• **Metin Bölümü**
########################################
Günün Kitabı | Yaralı Zamanlar | Ferit Edgü
Kitap Tanıtım bülteninden
Yaralı Zaman (Bir Doğu Yolculuğundan Notlar)
Burada bizi yargılarlar mı? diyor aralarından biri.
Burada sizi neden yargılasınlar, diyorum. Sınırı geçtik, diye. Sınırı daha önce de geçmiyor muydunuz, diyorum. O zamanlar bambaşkaydı, diyor öbürü. Kimse yargılamaz sizi. Burda kendi yurdunuzdasınız, diyorum. Ne dedin, diyor Vahap. Korkmamaları gerektiğini söyle onlara, diyorum. Bu dağlarda korkmadan yaşanır mı Beyim, diyor Vahap. Doğrusun, Vahap, diyorum. Ama korkarak da yaşanmaz. Karşımdaki iki dağlı, konuşmamızı anlarmış gibi gülüyorlar birlikte…
Ferit Edgü, ilk kez 1977’de yayınlanan O [Hakkâri’de Bir Mevsim] adlı romanında, Türkiye’nin Doğu’suna, sarp dağlarına, umarsız insanlarına bir ağıt yakmıştı.
########################################
Nokta etiketleme kümesinden kayıtlar
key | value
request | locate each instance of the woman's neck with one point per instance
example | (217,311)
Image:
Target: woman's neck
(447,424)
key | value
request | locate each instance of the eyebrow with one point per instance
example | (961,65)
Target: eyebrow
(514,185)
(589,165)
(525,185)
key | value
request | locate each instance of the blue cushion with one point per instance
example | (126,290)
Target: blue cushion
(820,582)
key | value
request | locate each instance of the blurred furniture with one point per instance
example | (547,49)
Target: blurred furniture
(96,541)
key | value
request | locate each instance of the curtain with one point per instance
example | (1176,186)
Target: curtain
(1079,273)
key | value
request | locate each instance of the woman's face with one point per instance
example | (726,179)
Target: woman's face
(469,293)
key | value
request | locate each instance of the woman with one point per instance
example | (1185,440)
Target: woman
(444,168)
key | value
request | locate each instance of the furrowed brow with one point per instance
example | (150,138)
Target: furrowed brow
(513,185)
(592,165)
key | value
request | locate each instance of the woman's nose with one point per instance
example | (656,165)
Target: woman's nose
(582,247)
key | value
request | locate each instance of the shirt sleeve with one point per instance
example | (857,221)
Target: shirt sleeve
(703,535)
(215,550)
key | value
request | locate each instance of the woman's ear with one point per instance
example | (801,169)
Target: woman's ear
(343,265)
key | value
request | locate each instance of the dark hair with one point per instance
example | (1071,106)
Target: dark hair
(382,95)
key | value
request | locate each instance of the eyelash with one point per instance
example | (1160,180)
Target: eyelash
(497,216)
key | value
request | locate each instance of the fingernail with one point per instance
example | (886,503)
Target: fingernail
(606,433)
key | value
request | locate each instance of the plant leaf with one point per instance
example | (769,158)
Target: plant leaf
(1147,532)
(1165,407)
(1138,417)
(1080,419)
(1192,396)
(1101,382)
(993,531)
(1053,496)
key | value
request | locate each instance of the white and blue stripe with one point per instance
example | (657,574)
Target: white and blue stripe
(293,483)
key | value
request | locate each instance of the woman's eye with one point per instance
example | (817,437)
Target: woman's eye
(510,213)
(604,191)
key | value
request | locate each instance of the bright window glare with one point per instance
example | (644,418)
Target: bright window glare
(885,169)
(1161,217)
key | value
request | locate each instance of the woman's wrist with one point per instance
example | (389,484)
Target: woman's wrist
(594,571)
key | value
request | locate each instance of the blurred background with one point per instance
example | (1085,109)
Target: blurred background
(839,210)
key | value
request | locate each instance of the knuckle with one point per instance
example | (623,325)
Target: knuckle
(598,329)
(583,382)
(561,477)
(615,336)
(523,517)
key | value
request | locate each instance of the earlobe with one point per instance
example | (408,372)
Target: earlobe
########################################
• **Alıştırmalar**
**A)** Yaralı Zamanlar tanıtım metninin "Günün Kitabı |" sözcükleriyle açılıp "diyor aralarından biri." ile kapanan bölümünü, "Notlar" yerine "İzlenimler" koyarak düzenleyin ve yeniden yazın.
**B)** Yaralı Zamanlar tanıtım metnini son cümlesinden sonra devam ettirin.

• **Yanıtlar**
**A)**
Günün Kitabı | Yaralı Zamanlar | Ferit Edgü
Kitap Tanıtım bülteninden
Yaralı Zaman (Bir Doğu Yolculuğundan İzlenimler)
Burada bizi yargılarlar mı? diyor aralarından biri.

**B)**
Melih Cevdet Anday’ın “gerçeğin inanılmaz bir düşe dönüştüğü, şaşırtıcı bir öykü” diye nitelediği O’dan tam otuz yıl sonra, Edgü Yaralı Zaman’la yeniden Doğu’ya dönüyor.
Bu kez, hiç de düşsel olmayan Hakkâri’de bir yolculuğa çıkıyor.
Kitaptan Alıntı
Bir
doğu yolculuğundan notlar…
Notlardan çok daha fazlasını barındıran,
kelimelerle dahi anlatılamayan ama mevcut kelimelerle kağıda dökülmüş bir
anlatı eseri. Hakkari’de Bir Mevsim’ den tam otuz yıl sonra tekrar doğuya dönen
Ferit Edgü’nün etkileyici kitabı size uzunca bir süredir dağlarda, yokluk
içinde kasvetin göbeğinde hissettiriyor.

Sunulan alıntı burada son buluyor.